**Stated goal:** Reproduce only the data between the lines holding "Pick out the dog's hind" and "Pick out the dog's ear, placing", inclusive, keeping every line, including the requests. Scale each coordinate in the answers by 0.8 and round it to a whole number, with halves rounded up.

**Entries provided:**
##############################

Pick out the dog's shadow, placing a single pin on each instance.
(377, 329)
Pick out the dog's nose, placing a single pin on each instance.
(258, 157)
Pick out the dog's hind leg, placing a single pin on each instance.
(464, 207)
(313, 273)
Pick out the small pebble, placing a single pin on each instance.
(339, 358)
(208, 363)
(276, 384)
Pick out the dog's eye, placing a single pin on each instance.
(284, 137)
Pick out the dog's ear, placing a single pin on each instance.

##############################

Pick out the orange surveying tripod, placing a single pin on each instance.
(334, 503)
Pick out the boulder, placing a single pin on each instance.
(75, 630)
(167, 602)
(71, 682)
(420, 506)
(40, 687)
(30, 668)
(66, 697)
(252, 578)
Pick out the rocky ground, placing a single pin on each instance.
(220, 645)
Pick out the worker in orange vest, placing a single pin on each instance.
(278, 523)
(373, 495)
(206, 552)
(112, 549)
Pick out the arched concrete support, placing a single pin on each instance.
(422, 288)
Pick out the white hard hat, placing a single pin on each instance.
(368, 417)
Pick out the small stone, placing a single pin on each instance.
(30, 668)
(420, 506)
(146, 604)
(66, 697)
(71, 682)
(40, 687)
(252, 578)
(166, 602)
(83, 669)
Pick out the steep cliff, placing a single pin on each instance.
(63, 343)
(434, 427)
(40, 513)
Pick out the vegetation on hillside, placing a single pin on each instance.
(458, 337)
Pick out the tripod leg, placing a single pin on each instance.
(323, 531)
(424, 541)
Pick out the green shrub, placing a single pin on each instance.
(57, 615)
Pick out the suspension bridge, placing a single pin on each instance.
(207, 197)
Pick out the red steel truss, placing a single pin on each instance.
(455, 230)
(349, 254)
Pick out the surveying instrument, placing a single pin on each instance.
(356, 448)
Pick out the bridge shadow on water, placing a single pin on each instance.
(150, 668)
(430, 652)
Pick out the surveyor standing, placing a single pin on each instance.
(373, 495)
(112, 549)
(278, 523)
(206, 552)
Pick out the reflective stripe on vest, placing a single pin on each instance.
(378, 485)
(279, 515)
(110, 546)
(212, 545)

##############################

**Output below:**
Pick out the dog's hind leg, placing a single pin on each instance.
(371, 166)
(250, 218)
Pick out the small pebble, placing a single pin on each instance.
(271, 286)
(166, 290)
(221, 307)
Pick out the dog's eye, placing a single pin on each instance.
(227, 110)
Pick out the dog's ear, placing a single pin on each instance.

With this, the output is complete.